» Exercise materials
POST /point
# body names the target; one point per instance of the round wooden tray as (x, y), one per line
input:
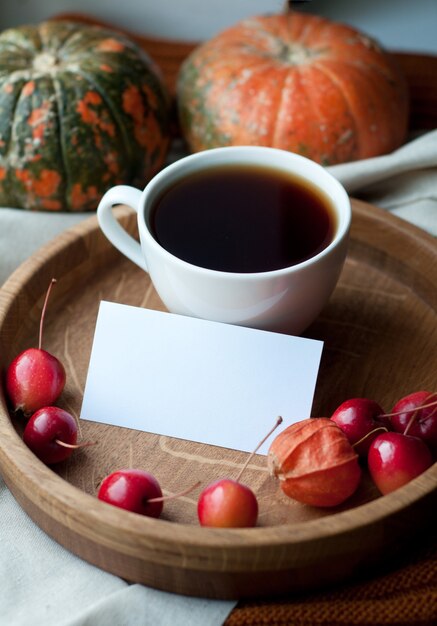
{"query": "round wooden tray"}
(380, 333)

--

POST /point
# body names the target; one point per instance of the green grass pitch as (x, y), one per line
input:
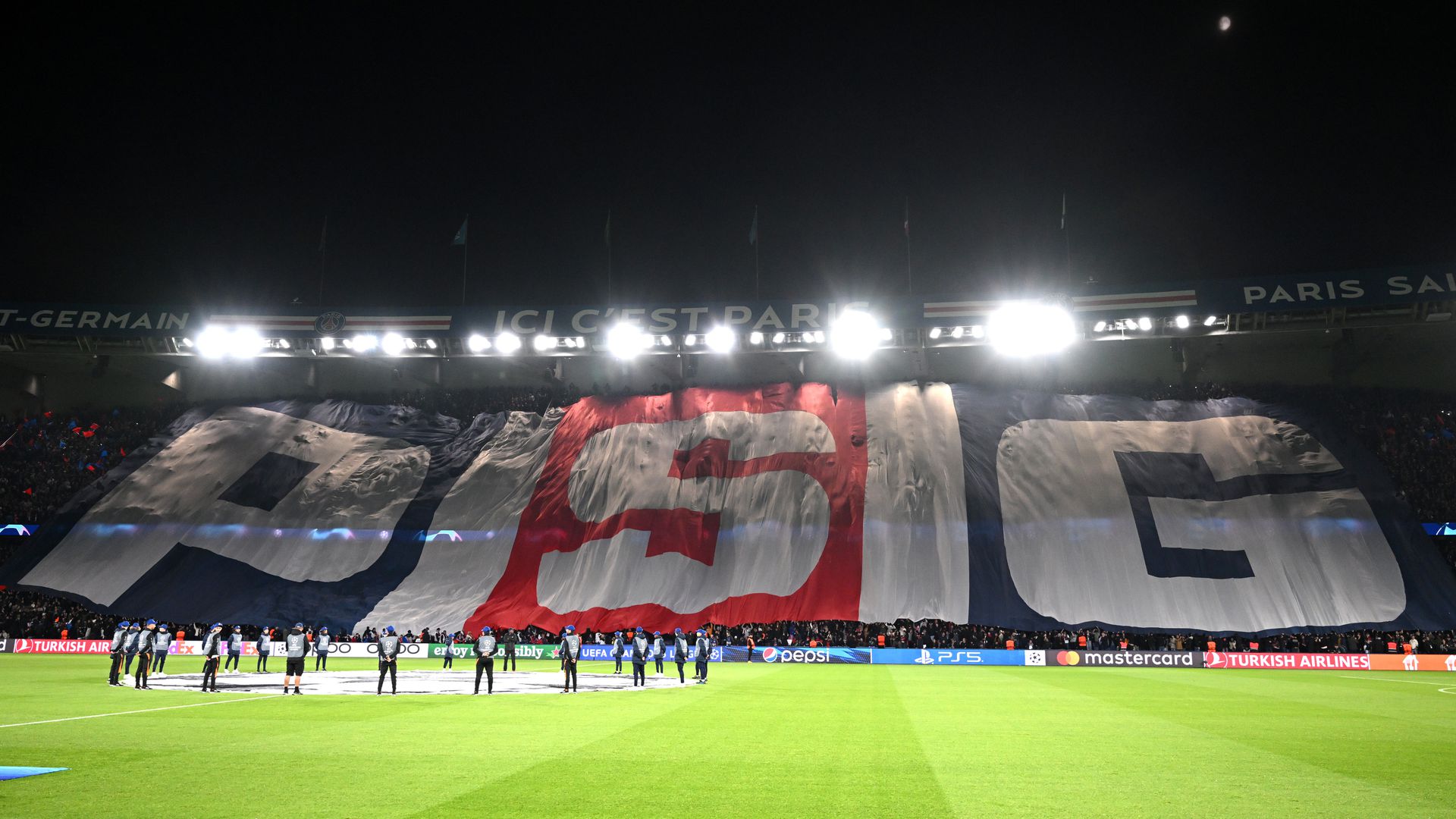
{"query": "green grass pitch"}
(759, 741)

» What you should do
Pull out each line of the records that contains the word "instance", treating uppercase and lowercase as different.

» Output below
# body names the target; one point per instance of the round wooden tray as (x, y), one per line
# body names the target; one point per instance of the green grass pitch as (x, y), one per line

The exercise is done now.